Segment Start: Document text

The litigation was initially filed to stop the county from evicting a homeless encampment from the Santa Ana riverbed in the Anaheim area. County officials agreed to move the 700 some transients there into local motel rooms while social workers assessed them and found other more suitable shelters for them.
Then Carter turned his attention to clearing out the Santa Ana civic center area, particularly the encampment in the Plaza of the Flags next to the Central Justice Center courthouse. That removed another couple of hundred transients with many finding alternative shelters with help from county social workers.
The county and the cities cannot enforce anti-camping laws unless they can provide proof they have enough shelter beds as an alternative. Carter could issue a restraining order prohibiting the enforcement of the anti-camping laws, but he is instead attempting to push the cities and plaintiffs to work out a solution that would provide three regional shelters.
Earlier this year when county officials identified three sites of county-owned land for emergency shelters in Irvine, Huntington Beach and Laguna Niguel those communities protested so fiercely with threats of litigation that the county backed down.
The plaintiffs asked for a hearing Friday in part to address what was happening with 30 transients housed in a motel in Anaheim. Social workers determined that most of them did not qualify for assistance from the Mental Health Services Act, so they were offered shelter elsewhere, but officials said they refused.
Attorney Brooke Weitzman, who represents the homeless in the lawsuit, said many of the transients were never given proper reviews by psychological experts that would have determined if they could be diagnosed with issues that qualified for the funding. County counsel Leon Page said the caseworkers are licensed, clinical social workers and that the transients had to show signs of severe mental health issues to qualify for the funding.
The two sides worked it out, however, and have found some sort of alternative for most of the transients who were in the Anaheim motel. Seventeen of them have been referred to the Illumination Foundation, which the county recently hired to find housing for the area's homeless.
"We are doing our best to build up a system of care," Do said after the hearing. "But we do need help from the cities."
Within the next couple of months the cities will likely offer up some sites that they deem suitable for the shelters, Do said.

Segment End: Document text
Segment Start: Extracted records

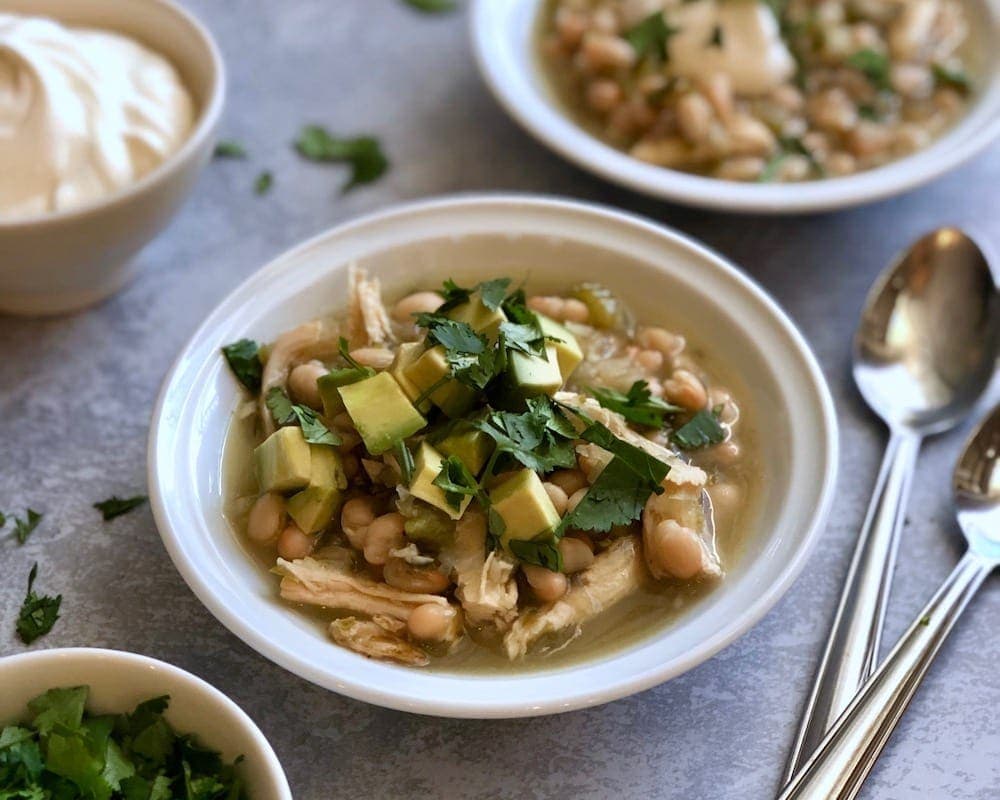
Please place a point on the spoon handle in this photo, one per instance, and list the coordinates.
(853, 644)
(839, 767)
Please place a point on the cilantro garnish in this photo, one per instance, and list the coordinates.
(873, 65)
(650, 37)
(228, 148)
(116, 506)
(702, 430)
(363, 153)
(456, 481)
(243, 358)
(638, 405)
(24, 527)
(285, 412)
(38, 612)
(65, 752)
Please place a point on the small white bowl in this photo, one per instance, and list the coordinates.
(119, 681)
(503, 37)
(62, 261)
(665, 277)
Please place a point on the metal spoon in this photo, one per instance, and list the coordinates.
(924, 352)
(847, 754)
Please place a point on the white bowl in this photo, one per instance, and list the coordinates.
(119, 681)
(66, 260)
(503, 35)
(663, 275)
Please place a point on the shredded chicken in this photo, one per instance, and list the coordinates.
(680, 471)
(374, 639)
(367, 320)
(486, 586)
(312, 340)
(615, 574)
(331, 584)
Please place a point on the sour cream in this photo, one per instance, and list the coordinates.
(83, 114)
(739, 38)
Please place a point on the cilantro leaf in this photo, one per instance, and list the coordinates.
(285, 412)
(23, 528)
(456, 481)
(544, 554)
(243, 358)
(702, 430)
(638, 405)
(363, 153)
(650, 36)
(229, 148)
(873, 65)
(115, 506)
(38, 612)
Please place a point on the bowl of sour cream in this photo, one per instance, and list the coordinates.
(108, 111)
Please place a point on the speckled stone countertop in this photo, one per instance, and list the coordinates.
(76, 396)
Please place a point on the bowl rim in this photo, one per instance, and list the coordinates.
(540, 116)
(493, 707)
(125, 661)
(208, 116)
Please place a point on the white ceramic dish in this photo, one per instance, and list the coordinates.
(118, 681)
(59, 262)
(503, 39)
(663, 275)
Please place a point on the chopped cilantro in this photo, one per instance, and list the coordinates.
(650, 36)
(23, 528)
(285, 412)
(363, 153)
(702, 430)
(65, 752)
(873, 65)
(38, 612)
(243, 358)
(116, 506)
(638, 405)
(228, 148)
(263, 182)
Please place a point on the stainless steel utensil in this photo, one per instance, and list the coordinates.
(924, 351)
(839, 767)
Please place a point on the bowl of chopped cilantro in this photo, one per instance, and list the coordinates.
(81, 722)
(493, 456)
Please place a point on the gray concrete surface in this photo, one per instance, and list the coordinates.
(76, 395)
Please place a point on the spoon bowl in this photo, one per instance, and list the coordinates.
(929, 336)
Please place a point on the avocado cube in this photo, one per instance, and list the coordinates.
(452, 397)
(473, 448)
(478, 317)
(405, 356)
(426, 467)
(329, 387)
(381, 412)
(524, 506)
(567, 348)
(283, 461)
(533, 375)
(313, 508)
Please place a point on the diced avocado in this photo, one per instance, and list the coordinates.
(381, 411)
(473, 448)
(524, 506)
(478, 317)
(533, 375)
(426, 467)
(452, 397)
(567, 348)
(329, 387)
(314, 507)
(283, 461)
(405, 356)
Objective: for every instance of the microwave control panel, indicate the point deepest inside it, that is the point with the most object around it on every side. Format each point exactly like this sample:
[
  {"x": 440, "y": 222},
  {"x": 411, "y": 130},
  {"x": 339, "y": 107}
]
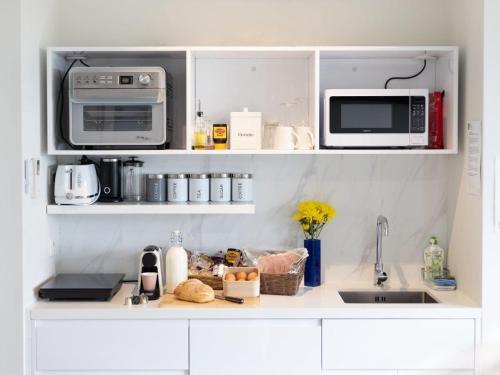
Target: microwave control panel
[
  {"x": 417, "y": 114},
  {"x": 116, "y": 80}
]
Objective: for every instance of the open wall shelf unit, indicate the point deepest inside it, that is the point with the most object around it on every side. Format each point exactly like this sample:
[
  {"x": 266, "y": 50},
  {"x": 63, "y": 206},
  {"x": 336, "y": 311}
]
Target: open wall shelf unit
[
  {"x": 228, "y": 79},
  {"x": 145, "y": 208}
]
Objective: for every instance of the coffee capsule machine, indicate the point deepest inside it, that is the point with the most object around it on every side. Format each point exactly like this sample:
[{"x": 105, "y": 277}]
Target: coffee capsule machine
[{"x": 150, "y": 262}]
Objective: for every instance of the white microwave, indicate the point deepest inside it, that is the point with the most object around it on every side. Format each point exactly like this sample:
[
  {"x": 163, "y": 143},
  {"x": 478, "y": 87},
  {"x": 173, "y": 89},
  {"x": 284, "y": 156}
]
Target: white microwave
[{"x": 375, "y": 118}]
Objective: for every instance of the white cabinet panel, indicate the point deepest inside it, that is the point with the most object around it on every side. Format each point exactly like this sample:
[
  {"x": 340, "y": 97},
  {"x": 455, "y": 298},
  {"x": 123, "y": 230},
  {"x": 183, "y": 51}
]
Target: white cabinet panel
[
  {"x": 436, "y": 372},
  {"x": 360, "y": 372},
  {"x": 111, "y": 345},
  {"x": 124, "y": 372},
  {"x": 411, "y": 344},
  {"x": 251, "y": 347}
]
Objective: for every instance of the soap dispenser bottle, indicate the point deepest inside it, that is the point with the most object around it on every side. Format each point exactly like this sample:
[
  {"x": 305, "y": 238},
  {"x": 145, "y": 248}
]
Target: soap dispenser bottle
[
  {"x": 176, "y": 263},
  {"x": 433, "y": 259}
]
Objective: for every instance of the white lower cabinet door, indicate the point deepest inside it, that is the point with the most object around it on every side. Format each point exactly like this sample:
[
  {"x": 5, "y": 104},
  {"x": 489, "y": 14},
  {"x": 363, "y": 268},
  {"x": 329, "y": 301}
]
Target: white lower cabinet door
[
  {"x": 255, "y": 347},
  {"x": 119, "y": 372},
  {"x": 360, "y": 372},
  {"x": 436, "y": 372},
  {"x": 103, "y": 345},
  {"x": 398, "y": 344}
]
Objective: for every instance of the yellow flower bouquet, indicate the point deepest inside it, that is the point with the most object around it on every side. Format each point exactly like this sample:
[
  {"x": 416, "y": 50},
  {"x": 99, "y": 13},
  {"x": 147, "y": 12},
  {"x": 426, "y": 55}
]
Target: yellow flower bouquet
[{"x": 313, "y": 216}]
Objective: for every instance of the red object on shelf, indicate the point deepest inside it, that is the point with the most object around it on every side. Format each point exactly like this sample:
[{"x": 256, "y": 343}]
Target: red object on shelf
[{"x": 436, "y": 120}]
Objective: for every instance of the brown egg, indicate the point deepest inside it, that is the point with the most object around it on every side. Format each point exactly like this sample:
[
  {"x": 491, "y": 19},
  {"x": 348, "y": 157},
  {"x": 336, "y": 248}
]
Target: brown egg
[
  {"x": 241, "y": 276},
  {"x": 252, "y": 276}
]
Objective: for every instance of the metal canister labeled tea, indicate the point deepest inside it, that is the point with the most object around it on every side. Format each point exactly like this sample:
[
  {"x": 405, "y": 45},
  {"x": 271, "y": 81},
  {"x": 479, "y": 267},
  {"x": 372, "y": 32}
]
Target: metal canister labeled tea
[
  {"x": 242, "y": 187},
  {"x": 156, "y": 188},
  {"x": 177, "y": 187},
  {"x": 220, "y": 187},
  {"x": 199, "y": 187}
]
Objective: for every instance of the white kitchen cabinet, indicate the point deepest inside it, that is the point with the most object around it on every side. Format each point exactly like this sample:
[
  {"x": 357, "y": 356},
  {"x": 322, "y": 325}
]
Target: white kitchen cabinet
[
  {"x": 171, "y": 372},
  {"x": 435, "y": 372},
  {"x": 403, "y": 344},
  {"x": 250, "y": 347},
  {"x": 103, "y": 345}
]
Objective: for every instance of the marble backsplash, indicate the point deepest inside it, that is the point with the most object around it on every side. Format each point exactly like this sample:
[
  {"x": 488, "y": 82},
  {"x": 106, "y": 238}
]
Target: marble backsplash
[{"x": 410, "y": 190}]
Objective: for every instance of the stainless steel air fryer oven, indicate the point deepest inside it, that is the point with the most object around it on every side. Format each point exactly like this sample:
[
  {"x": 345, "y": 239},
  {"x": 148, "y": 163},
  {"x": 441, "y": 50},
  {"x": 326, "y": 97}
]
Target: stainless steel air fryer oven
[{"x": 118, "y": 106}]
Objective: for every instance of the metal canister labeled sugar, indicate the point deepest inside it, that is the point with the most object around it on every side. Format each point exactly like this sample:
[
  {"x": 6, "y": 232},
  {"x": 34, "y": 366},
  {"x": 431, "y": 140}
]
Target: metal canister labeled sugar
[
  {"x": 199, "y": 187},
  {"x": 242, "y": 187},
  {"x": 220, "y": 187},
  {"x": 156, "y": 188}
]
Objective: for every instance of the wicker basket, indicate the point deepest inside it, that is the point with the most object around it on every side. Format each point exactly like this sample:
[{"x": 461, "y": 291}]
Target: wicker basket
[
  {"x": 214, "y": 282},
  {"x": 285, "y": 284}
]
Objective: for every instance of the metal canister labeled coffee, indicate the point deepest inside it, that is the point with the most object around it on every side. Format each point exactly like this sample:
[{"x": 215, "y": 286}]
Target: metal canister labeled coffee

Segment End: Extracted records

## What you will do
1. In the text about the homeless lawsuit, how many transients from the Anaheim motel were referred to the Illumination Foundation?
2. Rewrite the homeless lawsuit text from "Then Carter turned" to "three regional shelters.", replacing "anti-camping laws" with "camping bans".

## Solutions below
1. Seventeen

2.
Then Carter turned his attention to clearing out the Santa Ana civic center area, particularly the encampment in the Plaza of the Flags next to the Central Justice Center courthouse. That removed another couple of hundred transients with many finding alternative shelters with help from county social workers.
The county and the cities cannot enforce camping bans unless they can provide proof they have enough shelter beds as an alternative. Carter could issue a restraining order prohibiting the enforcement of the camping bans, but he is instead attempting to push the cities and plaintiffs to work out a solution that would provide three regional shelters.